[start of Passage provided]
Talk to us

Logan Markewich Jan 2, 2024

Scaling LlamaIndex with AWS and Hugging Face

Over the holidays, I was running some retrieval benchmarks with LlamaIndex. I found myself rebuilding an index repeatedly with 30K documents, and finding waiting 10–20 minutes each time was too grating.

So to solve this, issue, I decided to bite the bullet and figure out how to deploy LlamaIndex to AWS, and create a scalable ETL pipeline for indexing my data. This brought the processing time down to around 5 minutes!

Proposed system architecture

If you want to skip the detailed steps, you can jump to the code at the following repository:


NOTE: I am not an AWS expert, and had zero experience with it before this project. There are likely ways to improve upon the design I came up with. This blog merely documents my first foray into getting a system working on AWS. My hope is that this helps other people get started, and opens the door for other engineers deploying more scale-able systems.

Step 1: Figuring out how AWS works

To use AWS effectively, there are several packages and tools that you will need:

  1. AWS account signup
  2. Install AWS CLI
  3. Used to authenticate your AWS account for CLI tools
  4. Install eksctl
  5. Used to create EKS clusters easily
  6. Install kubectl
  7. Used to configure and debug deployments, pods, services, etc.
  8. Install Docker

As you will see, nearly all AWS deployments revolve around yaml files that describe what you are deploying and how they connect together, as well as some CLI commands to actually run the deployment.

If at any time you aren’t sure what’s going on, I found it helpful to visit the AWS dashboard and explore the resources I had actually deployed. Usually, you will want to visit. I had the pages below favourited in AWS. Also, remember to set your region properly in the top right!

My AWS console favourites

Note on how deployments work

For a majority of deployments, you will typically have

  1. The cluster
  2. The deployed app, scaled to X replicas
  3. A load balancer, to balance the incoming requests between X replicas

In the examples below, most will have a yaml for the deployed app, a yaml for the load balancer, and a command to create the cluster you want to run on.

Helpful CLI Commands

A few CLI commands proved to be extremely helpful for debugging and monitoring deployments.

# get the state of pods/deployments
kubectl get pods
kubectl get deployments

# useful for seeing logs/events of pods + full yaml config
kubectl describe pod <pod name>
kubectl logs <pod name>

# list clusters kubectl knows about
kubectl config get-contexts

# switch kubectl to another cluster
kubectl config use-context <context name>

# delete things
kubectl delete <pod/deployment/service> <name>

Step 2: Deploying Text Embeddings Interface

In order to run embeddings fast, we will deploy an embeddings server using HuggingFace’s Text Embedding Interface (TEI). This server has production-level features and optimizations out-of-the-box, including continuous batching, flash-attention, rust implementation, and more. HuggingFace provides prebuilt docker images to simplify deployment.
[end of Passage provided]
[start of Data excerpts]
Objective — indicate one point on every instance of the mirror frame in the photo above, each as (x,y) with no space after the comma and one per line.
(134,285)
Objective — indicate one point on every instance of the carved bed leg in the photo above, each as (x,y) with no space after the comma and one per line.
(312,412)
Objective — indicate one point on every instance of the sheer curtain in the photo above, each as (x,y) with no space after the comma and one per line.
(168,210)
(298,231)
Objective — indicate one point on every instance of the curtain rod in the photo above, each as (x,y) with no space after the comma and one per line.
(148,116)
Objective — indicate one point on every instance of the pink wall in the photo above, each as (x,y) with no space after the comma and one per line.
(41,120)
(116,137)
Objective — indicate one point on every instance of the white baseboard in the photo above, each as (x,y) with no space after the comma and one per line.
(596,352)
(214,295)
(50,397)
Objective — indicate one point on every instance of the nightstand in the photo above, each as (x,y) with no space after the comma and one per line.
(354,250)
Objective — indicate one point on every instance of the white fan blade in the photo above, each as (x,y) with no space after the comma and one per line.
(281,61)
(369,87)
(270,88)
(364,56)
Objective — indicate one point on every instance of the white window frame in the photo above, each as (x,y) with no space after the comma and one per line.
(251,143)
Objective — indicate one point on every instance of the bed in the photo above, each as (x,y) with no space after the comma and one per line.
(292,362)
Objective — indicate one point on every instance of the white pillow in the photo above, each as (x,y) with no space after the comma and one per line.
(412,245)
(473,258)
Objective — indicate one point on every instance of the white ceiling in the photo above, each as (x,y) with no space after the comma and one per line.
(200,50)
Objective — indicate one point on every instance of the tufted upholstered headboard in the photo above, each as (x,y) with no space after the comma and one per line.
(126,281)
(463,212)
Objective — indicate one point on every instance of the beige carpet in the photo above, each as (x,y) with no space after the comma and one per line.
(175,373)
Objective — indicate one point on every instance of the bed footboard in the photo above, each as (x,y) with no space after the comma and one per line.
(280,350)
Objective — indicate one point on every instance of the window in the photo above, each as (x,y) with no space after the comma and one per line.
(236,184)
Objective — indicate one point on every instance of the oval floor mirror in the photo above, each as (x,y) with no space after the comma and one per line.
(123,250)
[end of Data excerpts]
**Tasks for this exercise**
1) Condense the paragraph of the LlamaIndex scaling page that begins "In order to run embeddings fast" into a short bulleted list that keeps its main facts.
2) From the LlamaIndex scaling page, extract the stretch from "# switch kubectl" through "to simplify deployment.".

**The results**
1)
- Purpose: run embeddings fast by deploying an embeddings server built on Hugging Face's Text Embedding Interface (TEI).
- TEI comes with production-level features and optimizations out of the box, including continuous batching, flash-attention, a Rust implementation, and more.
- Hugging Face provides prebuilt Docker images that simplify deployment.

2)
# switch kubectl to another cluster
kubectl config use-context <context name>

# delete things
kubectl delete <pod/deployment/service> <name>

Step 2: Deploying Text Embeddings Interface

In order to run embeddings fast, we will deploy an embeddings server using HuggingFace’s Text Embedding Interface (TEI). This server has production-level features and optimizations out-of-the-box, including continuous batching, flash-attention, rust implementation, and more. HuggingFace provides prebuilt docker images to simplify deployment.